Records drawn from a collection:
——————————
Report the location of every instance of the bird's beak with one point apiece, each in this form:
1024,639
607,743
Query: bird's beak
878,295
——————————
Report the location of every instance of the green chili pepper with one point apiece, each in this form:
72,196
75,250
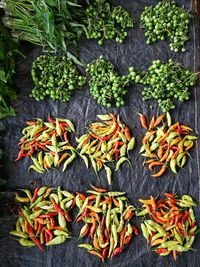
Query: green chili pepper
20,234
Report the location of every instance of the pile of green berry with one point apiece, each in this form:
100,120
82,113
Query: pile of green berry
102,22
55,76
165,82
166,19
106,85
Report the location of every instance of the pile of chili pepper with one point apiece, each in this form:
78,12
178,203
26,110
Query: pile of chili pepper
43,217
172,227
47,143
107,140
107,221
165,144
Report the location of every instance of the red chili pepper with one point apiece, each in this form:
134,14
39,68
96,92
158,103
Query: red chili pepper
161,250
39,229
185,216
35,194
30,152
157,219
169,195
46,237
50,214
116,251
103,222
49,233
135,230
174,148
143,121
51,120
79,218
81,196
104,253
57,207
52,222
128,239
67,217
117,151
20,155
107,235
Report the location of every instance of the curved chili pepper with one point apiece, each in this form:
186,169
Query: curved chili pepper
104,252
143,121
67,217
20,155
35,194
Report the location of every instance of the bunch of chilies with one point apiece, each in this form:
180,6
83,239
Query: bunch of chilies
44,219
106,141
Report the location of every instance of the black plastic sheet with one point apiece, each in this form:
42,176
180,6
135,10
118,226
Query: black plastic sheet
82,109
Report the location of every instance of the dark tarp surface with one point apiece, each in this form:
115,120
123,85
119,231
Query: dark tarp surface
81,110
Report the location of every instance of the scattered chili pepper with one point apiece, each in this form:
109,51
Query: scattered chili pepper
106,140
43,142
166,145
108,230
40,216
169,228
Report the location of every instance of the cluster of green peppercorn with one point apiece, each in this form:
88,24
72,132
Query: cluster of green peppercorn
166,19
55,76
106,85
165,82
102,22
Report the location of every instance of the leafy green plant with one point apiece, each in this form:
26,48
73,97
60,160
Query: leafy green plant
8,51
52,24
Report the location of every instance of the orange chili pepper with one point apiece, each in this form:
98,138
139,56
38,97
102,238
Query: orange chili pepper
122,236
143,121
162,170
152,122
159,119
——————————
# WHAT YOU HAVE TO DO
Pull out each line of the material above that contains the string "dark", treating uppercase and lowercase as distinct.

# EXERCISE RESULT
Report the location of every instance of the dark tarp surface with one point apiece, each in this form:
Query: dark tarp surface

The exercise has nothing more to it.